## TASK TO COMPLETE
Copy the passage on maximal cliques of TOCSY spectra, everything from "In a 2D ¹H-¹H" down to "in Figure 1B.", substituting "unweighted graph" for "undirected graph".

## PASSAGE PROVIDED
● ● ● ●

Maximal cliques of TOCSY spectra.

In a 2D ¹H-¹H TOCSY spectrum, each diagonal peak represents a proton spin and each pair of cross-peaks, which are placed symmetrically with respect to the diagonal, establishes that the two spins exchanged magnetization during the TOCSY mixing time and therefore belong to the same spin-system (Figure 1A). Such spin-spin connectivity information from all cross-peaks can be translated into an undirected graph where each node (1, 2, …, 5) represents a spin and pairs of spins that have a common cross-peak are connected by an edge (a, b, …, k) as is illustrated in Figure 1B.

Generally, for a spin system that contains N (non-degenerate) proton resonances, the TOCSY spectrum will display N diagonal peaks and N(N-1)/2 cross-peaks on each side of the diagonal. Its representation by a complete graph will then consist of N nodes where each node is connected to each other by an edge. In the case of resonance overlap within a spin system, the resulting graph is still complete but will contain < N nodes. The occurrence of resonance overlap between two different spin systems (Figure 1C) is somewhat more tricky, since the resulting graph is not any longer complete (Figure 1D). In order to identify each spin system, all maximal cliques need to be identified, which are subgraphs that are complete in themselves and that have maximal size. Identification of all maximal cliques from the experimental TOCSY raw data of the mixture provides access to the underlying spin systems even in the presence of significant peak overlap as described in the following.

● ● ● ●

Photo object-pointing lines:
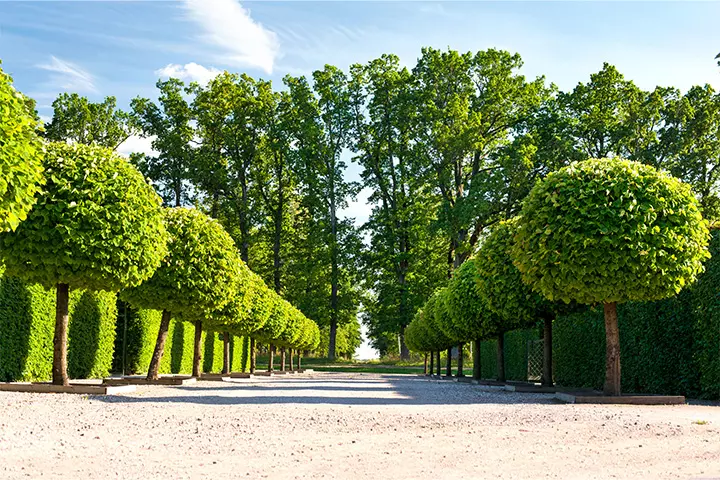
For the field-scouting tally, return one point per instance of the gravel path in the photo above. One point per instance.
(347, 426)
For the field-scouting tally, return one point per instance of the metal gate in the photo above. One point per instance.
(535, 359)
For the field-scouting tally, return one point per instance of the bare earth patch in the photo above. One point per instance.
(347, 426)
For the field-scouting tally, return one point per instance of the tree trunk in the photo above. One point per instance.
(227, 363)
(461, 361)
(477, 370)
(612, 350)
(198, 349)
(404, 351)
(331, 342)
(547, 380)
(62, 301)
(253, 355)
(501, 357)
(448, 364)
(154, 367)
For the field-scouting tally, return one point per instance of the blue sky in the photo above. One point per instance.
(99, 48)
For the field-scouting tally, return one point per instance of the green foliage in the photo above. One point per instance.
(97, 224)
(468, 312)
(142, 329)
(610, 230)
(20, 155)
(500, 284)
(516, 355)
(91, 333)
(200, 273)
(77, 120)
(27, 320)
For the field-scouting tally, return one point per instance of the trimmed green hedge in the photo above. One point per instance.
(27, 323)
(142, 328)
(515, 355)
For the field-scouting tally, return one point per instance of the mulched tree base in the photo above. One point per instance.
(77, 388)
(601, 399)
(163, 380)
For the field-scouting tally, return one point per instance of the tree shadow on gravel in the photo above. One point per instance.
(398, 391)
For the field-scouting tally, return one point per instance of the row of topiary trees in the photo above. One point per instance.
(77, 216)
(597, 232)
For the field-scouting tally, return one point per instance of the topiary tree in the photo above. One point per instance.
(97, 225)
(501, 287)
(466, 309)
(20, 155)
(198, 276)
(610, 231)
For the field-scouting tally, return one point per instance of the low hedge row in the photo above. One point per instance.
(142, 328)
(27, 322)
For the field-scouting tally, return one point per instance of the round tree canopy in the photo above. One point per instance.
(499, 281)
(199, 275)
(97, 224)
(602, 231)
(276, 320)
(20, 156)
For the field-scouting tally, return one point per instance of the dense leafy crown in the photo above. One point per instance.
(500, 283)
(610, 231)
(97, 224)
(20, 156)
(465, 306)
(200, 273)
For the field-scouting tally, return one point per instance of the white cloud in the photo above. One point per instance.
(190, 72)
(228, 25)
(68, 76)
(137, 144)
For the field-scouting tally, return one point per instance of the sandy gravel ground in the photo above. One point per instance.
(348, 426)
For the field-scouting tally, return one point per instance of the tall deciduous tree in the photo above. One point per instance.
(78, 120)
(169, 124)
(325, 121)
(97, 225)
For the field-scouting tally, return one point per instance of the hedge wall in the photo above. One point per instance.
(142, 327)
(515, 355)
(27, 323)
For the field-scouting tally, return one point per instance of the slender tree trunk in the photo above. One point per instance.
(62, 302)
(448, 363)
(227, 361)
(612, 350)
(547, 379)
(461, 360)
(198, 349)
(253, 355)
(477, 369)
(404, 351)
(501, 357)
(159, 347)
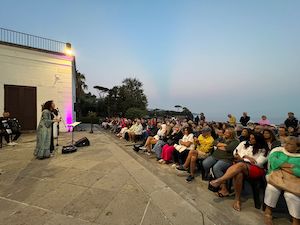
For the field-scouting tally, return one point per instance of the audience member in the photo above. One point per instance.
(285, 159)
(203, 145)
(221, 159)
(264, 121)
(250, 157)
(244, 119)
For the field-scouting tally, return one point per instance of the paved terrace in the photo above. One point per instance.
(107, 183)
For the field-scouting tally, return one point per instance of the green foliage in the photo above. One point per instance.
(133, 113)
(111, 102)
(129, 95)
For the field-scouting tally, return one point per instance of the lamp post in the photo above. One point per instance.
(68, 49)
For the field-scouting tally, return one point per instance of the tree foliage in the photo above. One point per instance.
(115, 101)
(132, 113)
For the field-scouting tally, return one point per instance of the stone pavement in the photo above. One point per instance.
(106, 183)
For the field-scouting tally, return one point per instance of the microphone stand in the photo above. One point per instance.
(62, 120)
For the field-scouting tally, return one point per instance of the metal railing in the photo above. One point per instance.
(32, 41)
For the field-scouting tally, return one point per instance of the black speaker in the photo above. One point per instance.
(82, 142)
(68, 149)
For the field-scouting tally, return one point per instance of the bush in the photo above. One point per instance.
(133, 113)
(87, 119)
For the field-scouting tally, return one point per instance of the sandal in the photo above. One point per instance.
(219, 194)
(268, 219)
(237, 206)
(181, 167)
(190, 178)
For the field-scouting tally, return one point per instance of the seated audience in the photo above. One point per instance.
(165, 153)
(271, 139)
(282, 134)
(152, 140)
(288, 159)
(203, 145)
(183, 147)
(244, 119)
(135, 130)
(264, 121)
(231, 120)
(245, 135)
(291, 121)
(221, 159)
(249, 157)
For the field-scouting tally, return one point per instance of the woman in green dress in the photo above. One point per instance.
(44, 131)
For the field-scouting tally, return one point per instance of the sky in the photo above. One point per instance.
(216, 57)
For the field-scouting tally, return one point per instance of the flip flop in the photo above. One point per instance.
(268, 219)
(221, 195)
(237, 206)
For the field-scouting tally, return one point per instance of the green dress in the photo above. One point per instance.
(44, 135)
(279, 156)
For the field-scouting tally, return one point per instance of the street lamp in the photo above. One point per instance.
(68, 49)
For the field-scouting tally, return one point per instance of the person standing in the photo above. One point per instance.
(244, 119)
(231, 120)
(14, 126)
(291, 121)
(45, 132)
(264, 121)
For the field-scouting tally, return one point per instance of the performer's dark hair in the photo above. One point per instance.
(47, 105)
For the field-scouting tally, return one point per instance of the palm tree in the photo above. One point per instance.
(101, 90)
(178, 107)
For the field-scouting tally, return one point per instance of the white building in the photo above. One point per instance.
(34, 70)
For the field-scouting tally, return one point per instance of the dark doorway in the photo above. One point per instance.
(20, 101)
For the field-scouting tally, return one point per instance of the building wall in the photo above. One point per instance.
(52, 74)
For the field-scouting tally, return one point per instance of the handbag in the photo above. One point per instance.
(283, 180)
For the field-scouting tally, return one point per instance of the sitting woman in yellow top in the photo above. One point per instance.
(204, 145)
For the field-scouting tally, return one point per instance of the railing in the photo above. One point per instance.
(32, 41)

● ● ● ●

## WORKED ANSWER
In a 2D ¹H-¹H TOCSY spectrum, each diagonal peak represents a proton spin and each pair of cross-peaks, which are placed symmetrically with respect to the diagonal, establishes that the two spins exchanged magnetization during the TOCSY mixing time and therefore belong to the same spin-system (Figure 1A). Such spin-spin connectivity information from all cross-peaks can be translated into an unweighted graph where each node (1, 2, …, 5) represents a spin and pairs of spins that have a common cross-peak are connected by an edge (a, b, …, k) as is illustrated in Figure 1B.